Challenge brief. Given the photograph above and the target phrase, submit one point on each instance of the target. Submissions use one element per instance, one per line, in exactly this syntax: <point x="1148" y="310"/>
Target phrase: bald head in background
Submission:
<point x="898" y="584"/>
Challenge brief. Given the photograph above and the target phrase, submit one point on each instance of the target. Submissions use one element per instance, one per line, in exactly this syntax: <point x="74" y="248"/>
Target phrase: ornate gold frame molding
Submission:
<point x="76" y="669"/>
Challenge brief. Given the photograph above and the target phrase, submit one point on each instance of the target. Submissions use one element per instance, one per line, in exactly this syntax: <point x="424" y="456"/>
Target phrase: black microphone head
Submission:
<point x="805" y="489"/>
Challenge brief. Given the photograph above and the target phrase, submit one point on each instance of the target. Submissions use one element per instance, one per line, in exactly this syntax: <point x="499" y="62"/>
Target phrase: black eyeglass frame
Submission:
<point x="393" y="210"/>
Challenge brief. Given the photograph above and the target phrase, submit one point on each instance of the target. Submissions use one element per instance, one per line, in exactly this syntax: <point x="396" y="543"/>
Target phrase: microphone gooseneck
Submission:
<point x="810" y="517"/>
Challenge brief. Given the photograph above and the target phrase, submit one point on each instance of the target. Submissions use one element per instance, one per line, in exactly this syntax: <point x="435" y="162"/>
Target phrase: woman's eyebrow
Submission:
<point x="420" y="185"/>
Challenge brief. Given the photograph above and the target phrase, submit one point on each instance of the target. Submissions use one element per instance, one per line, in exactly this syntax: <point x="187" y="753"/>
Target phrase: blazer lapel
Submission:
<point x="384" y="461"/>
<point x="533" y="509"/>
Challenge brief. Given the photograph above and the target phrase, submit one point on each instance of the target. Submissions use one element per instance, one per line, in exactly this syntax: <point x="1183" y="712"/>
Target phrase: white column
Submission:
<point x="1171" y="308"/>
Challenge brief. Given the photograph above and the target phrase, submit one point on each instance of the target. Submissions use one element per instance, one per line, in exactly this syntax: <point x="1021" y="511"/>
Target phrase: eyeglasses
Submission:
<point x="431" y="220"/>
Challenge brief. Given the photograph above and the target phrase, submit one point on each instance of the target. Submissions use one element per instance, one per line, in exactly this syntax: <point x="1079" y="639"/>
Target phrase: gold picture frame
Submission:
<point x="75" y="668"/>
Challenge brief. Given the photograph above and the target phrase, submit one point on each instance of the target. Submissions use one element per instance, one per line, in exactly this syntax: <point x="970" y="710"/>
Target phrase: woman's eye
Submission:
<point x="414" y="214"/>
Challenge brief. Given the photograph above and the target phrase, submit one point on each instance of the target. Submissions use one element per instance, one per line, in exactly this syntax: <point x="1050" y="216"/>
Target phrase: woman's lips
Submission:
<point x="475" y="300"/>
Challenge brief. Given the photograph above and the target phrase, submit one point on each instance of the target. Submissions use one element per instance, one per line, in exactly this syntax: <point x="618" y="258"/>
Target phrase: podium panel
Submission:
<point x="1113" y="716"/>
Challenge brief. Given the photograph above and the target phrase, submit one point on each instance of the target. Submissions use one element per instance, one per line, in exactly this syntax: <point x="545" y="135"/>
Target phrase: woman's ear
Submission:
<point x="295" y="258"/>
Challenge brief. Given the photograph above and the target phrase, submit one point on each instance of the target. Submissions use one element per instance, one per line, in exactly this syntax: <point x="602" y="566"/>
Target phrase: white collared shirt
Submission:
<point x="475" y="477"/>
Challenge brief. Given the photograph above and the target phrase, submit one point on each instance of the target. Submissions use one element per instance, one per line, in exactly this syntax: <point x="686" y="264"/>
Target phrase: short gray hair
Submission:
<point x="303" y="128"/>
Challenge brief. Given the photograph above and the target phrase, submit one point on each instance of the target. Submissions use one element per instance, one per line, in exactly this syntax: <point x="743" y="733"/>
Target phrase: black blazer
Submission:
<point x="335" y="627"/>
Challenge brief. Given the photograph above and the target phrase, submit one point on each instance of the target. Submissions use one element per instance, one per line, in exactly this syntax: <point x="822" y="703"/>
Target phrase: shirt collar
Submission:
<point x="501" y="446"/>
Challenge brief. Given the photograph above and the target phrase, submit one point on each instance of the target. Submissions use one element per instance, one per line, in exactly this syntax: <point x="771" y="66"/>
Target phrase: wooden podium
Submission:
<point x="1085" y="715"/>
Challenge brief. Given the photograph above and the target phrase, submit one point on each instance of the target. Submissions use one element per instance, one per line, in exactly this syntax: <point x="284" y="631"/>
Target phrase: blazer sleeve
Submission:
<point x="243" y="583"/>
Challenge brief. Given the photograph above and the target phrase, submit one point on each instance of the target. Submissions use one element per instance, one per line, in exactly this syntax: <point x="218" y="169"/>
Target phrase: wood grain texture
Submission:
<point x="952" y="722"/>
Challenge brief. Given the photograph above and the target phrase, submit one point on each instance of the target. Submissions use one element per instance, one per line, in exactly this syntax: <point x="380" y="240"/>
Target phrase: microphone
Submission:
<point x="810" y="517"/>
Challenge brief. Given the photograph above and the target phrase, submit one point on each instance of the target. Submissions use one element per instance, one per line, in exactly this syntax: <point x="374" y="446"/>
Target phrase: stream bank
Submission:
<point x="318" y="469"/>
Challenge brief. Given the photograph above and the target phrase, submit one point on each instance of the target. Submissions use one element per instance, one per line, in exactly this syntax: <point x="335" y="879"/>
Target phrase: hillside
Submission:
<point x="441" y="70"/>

------------------------------

◆ Given exercise
Return every line of the listing above, unchanged and in the same order.

◆ In response
Challenge brief. Given the photograph above and the target phrase, submit one point on each instance of the target. Submissions use one element per instance, one per line, in exactly this syntax: <point x="1148" y="310"/>
Target phrase: bald head in background
Submission:
<point x="898" y="584"/>
Challenge brief. Given the photograph above and the target phrase, submit one point on each instance of the target. Submissions use one element per instance, one per line, in exactly this syntax: <point x="74" y="248"/>
Target phrase: ornate gold frame molding
Submission:
<point x="76" y="669"/>
Challenge brief. Given the photograph above and the target phrase, submit one point on each instance of the target. Submissions use one element per instance, one per line, in exactly this syntax: <point x="424" y="456"/>
Target phrase: black microphone head
Submission:
<point x="805" y="489"/>
Challenge brief. Given the photograph above and the target phrase, submit one point on each instance of the target. Submissions use one element per instance, one per line, in exactly this syntax: <point x="499" y="62"/>
Target phrase: black eyeglass frame
Submission:
<point x="393" y="210"/>
Challenge brief. Given the photograph above and the target phrase, submit one point on each instance of the target. Submissions use one element per instance, one per line, in exactly this syntax: <point x="396" y="543"/>
Target phrase: microphone gooseneck
Submission:
<point x="810" y="517"/>
Challenge brief. Given the photograph above and the target phrase, submit one point on each instance of the target. Submissions use one element per instance, one per line, in exactly this syntax: <point x="435" y="162"/>
Target phrase: woman's eyebrow
Submission:
<point x="420" y="185"/>
Challenge brief. Given the photograph above and the target phrase, submit one point on each instance of the target. Submissions use one element per instance, one per line, in exactly this syntax: <point x="187" y="753"/>
Target phrase: blazer lapel
Submission:
<point x="384" y="461"/>
<point x="533" y="509"/>
Challenge brief. Given the photograph above and the target phrase, submit one point on each instance of the target. Submissions use one element per instance, one per line, in exactly this syntax: <point x="1183" y="712"/>
Target phrase: white column
Submission:
<point x="1171" y="308"/>
Challenge brief. Given the photograph above and the target phrase, submit one point on each instance of the target. Submissions use one element per instance, one per line, in exactly this syntax: <point x="1021" y="511"/>
Target phrase: eyeglasses
Submission:
<point x="431" y="220"/>
Challenge brief. Given the photograph above and the target phrase, submit one point on each instance of the target. Submissions use one element per instance, one per line, in exactly this syntax: <point x="1079" y="639"/>
Target phrase: gold picture frame
Submission:
<point x="75" y="668"/>
Challenge brief. Given the photograph above and the target phrase, submit one point on each instance of the target. Submissions use one element per instance, one per line, in exactly this syntax: <point x="970" y="710"/>
Target phrase: woman's eye
Submission:
<point x="414" y="214"/>
Challenge brief. Given the photograph above and the target phrase, submit one point on each instance of the target. Submissions use one element per instance, one per line, in exactly this syntax: <point x="1050" y="216"/>
Target phrase: woman's lips
Submission:
<point x="475" y="300"/>
Challenge brief. Given the photograph above and the target phrase, submit one point on each instance of the target. Submissions use one element per instance, one per line, in exactly this syntax: <point x="618" y="258"/>
Target phrase: podium panel
Submission:
<point x="1113" y="716"/>
Challenge brief. Given the photograph above and the target phrase, submit one point on each instance of the target. Submissions use one element per instance, one per line, in exactly this syntax: <point x="545" y="135"/>
Target phrase: woman's ear
Submission:
<point x="295" y="258"/>
Challenge brief. Given the photograph above and the target phrase, submit one point on each instance of the target. Submissions use one element per instance, one per line, in exactly this syntax: <point x="602" y="566"/>
Target phrase: white collared shirt
Submission:
<point x="475" y="477"/>
Challenge brief. Given the photograph above and the target phrase, submit one point on each instance of the target. Submissions use one element per instance, one per line, in exactly this syntax: <point x="686" y="264"/>
Target phrase: short gray hair
Submission:
<point x="303" y="128"/>
Challenge brief. Given the photograph above and the target phrase, submit one point on each instance of the target. Submissions use one element per instance, one per line, in exactly this syntax: <point x="743" y="733"/>
Target phrase: black blazer
Submission:
<point x="335" y="627"/>
Challenge brief. Given the photograph above and the target phrase, submit one point on each instance of the target. Submissions use one element per instance, one per line, in exactly this syntax: <point x="822" y="703"/>
Target phrase: shirt collar
Submission:
<point x="501" y="446"/>
Challenge brief. Given the photograph above and the target phrase, submit one point on each instance of the target. Submissions use one element per instance, one per line, in exactly this syntax: <point x="771" y="66"/>
Target phrase: wooden podium
Submission:
<point x="1085" y="715"/>
Challenge brief. Given the photograph above and the target phrase, submit one point on each instance of the target. Submissions use one element per instance, one per line, in exactly this syntax: <point x="284" y="631"/>
Target phrase: blazer sleeve
Submission:
<point x="243" y="583"/>
Challenge brief. Given the photograph above and the target phrase, submit one point on each instance of the target. Submissions use one element per instance, one per line, in exactly this syntax: <point x="218" y="169"/>
Target phrase: wood grain texture
Submission:
<point x="952" y="722"/>
Challenge brief. Given the photograph above and the target phrase, submit one point on each instance of the target. Submissions use one element per instance, one per line, in exactly this syntax: <point x="380" y="240"/>
Target phrase: microphone
Submission:
<point x="810" y="517"/>
Challenge brief. Given the photograph above and the target phrase, submit one point on each instance of the target. Submissions use one element per instance, one per line, in exactly this syntax: <point x="374" y="446"/>
Target phrase: stream bank
Submission:
<point x="318" y="469"/>
Challenge brief. Given the photograph above and the target phrase, submit one point on each instance of the target. Submissions use one element per instance, one per line, in exactly this syntax: <point x="335" y="879"/>
Target phrase: hillside
Submission:
<point x="441" y="70"/>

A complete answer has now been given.